* [REQUIRED WORK]: Extract all of the entries and give them again, word for word.
(RECORDS SHOWN)
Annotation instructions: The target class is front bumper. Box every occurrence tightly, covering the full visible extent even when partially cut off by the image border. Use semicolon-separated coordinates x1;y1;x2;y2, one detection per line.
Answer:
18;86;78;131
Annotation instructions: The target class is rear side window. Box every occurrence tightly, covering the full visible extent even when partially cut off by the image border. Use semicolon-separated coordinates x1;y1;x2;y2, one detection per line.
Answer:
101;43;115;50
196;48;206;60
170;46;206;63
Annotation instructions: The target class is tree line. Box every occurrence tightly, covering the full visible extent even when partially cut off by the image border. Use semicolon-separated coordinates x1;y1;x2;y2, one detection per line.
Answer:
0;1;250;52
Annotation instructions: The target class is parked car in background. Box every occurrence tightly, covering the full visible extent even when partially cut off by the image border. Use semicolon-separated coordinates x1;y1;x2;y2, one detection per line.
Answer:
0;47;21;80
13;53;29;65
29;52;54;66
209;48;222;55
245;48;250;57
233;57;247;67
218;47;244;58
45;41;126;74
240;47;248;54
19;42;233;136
(End RECORDS SHOWN)
* [OUTPUT FOR THIS TASK]:
Annotation instructions: The target class is front bumper. Box every occurrence tightly, covering the full visible extent even when partially cut off by the image border. Use semicolon-separated coordinates x1;y1;x2;y2, one detection per line.
Answer:
18;86;78;131
Annotation instructions: The target class is rear side window. Box every occurrence tightly, covering the full visible extent even when partially cut off by the image border. Use semicolon-separated coordinates x1;y1;x2;y2, one detection per line.
Answer:
101;43;115;50
196;48;206;60
170;46;206;63
Annotation instructions: The target class is tree line. Box every occurrence tightly, covering the full visible extent even when partially cut off by the image border. Use semicolon-separated coordinates x1;y1;x2;y2, one detection per line.
Answer:
0;1;250;52
Annotation instructions: The target class is parked car in background. Box every occurrence tightly, covering the full visible extent even when partially cut off by the image border. Use semicolon-separated coordinates x1;y1;x2;y2, one detection per line.
Answer:
0;47;21;80
13;53;29;65
29;52;54;66
209;48;222;55
245;48;250;57
233;57;247;67
218;47;244;58
45;41;126;74
240;47;248;54
19;42;233;136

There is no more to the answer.